> [Records to use]

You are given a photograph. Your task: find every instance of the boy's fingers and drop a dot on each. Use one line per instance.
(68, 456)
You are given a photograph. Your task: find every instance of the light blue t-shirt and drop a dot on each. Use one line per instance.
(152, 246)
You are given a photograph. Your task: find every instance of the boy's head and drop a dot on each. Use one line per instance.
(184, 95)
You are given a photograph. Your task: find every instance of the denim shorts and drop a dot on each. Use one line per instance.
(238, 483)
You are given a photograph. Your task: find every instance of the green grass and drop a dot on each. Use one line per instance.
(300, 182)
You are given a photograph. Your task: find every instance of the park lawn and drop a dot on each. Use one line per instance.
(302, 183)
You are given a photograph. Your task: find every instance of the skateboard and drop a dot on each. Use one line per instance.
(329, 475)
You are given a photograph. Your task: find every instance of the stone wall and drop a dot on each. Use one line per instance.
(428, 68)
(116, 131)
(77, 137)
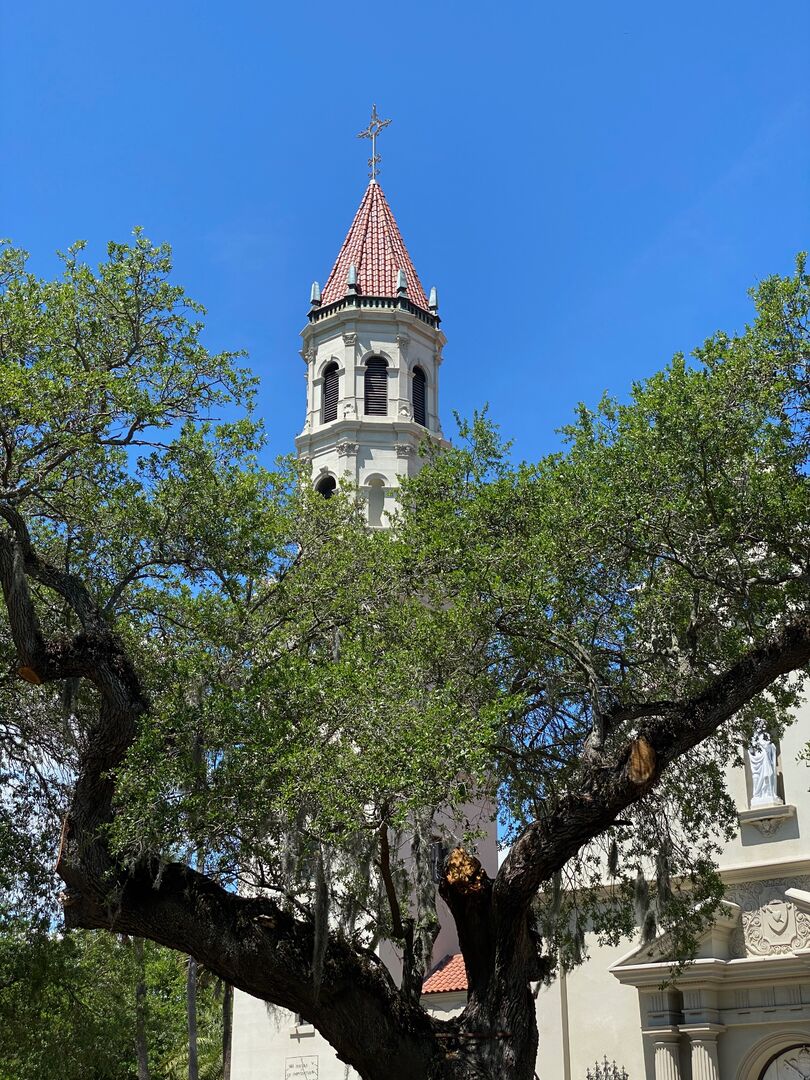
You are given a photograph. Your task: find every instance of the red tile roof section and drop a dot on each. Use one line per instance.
(448, 974)
(376, 248)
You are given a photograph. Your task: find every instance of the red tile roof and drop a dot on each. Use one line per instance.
(376, 248)
(448, 974)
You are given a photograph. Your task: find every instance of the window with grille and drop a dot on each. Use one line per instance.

> [Task details] Rewrite all of the material above, every line, increasing each coordinate value in the points by 72. Leave out the pictures.

> [Correct output]
You are given a photograph. Your task: find every instance of the boy's fingers and drop a dot on each. Use one line per instance.
(140, 528)
You are given a photograph. Your task: find every instance of the light blue t-shirt and drop a dot on each. Use one line per instance.
(224, 318)
You are given a photograph. Your task: find every instance of the boy's head and drop a dot on each. Use one line per instance.
(256, 167)
You are given a photograph. Your task: find every instance of the denim shorts and drop a dot on each. Use one line per instance.
(310, 555)
You are given a photograph. Your task: find every instance of the green grass and drop a dot on each. Use one line per instance.
(372, 254)
You are given a photograph. Your task: find every instance of the park lawn and drop a dot on each. Use one line per instance.
(374, 255)
You are given a photograph. Your task: find every instance of the skateboard and drop a dot on each. Use one line per instance.
(401, 547)
You are given a photograph. Your task: find every instance of the stone wall and drop a dot on each. Use one line per instance.
(500, 140)
(188, 203)
(149, 209)
You are given a photograph. Your task: find every instance of the red tile roof section and drop a dot on each. Use one line per instance.
(520, 1046)
(448, 320)
You are given a photograph. Your task: find every instance of the red tile roof and drop a dot on each. Use one line per instance.
(448, 320)
(520, 1046)
You are given a photograph. Your task: find every instance of the window with grille and drop a dot on each. Use one line per instance.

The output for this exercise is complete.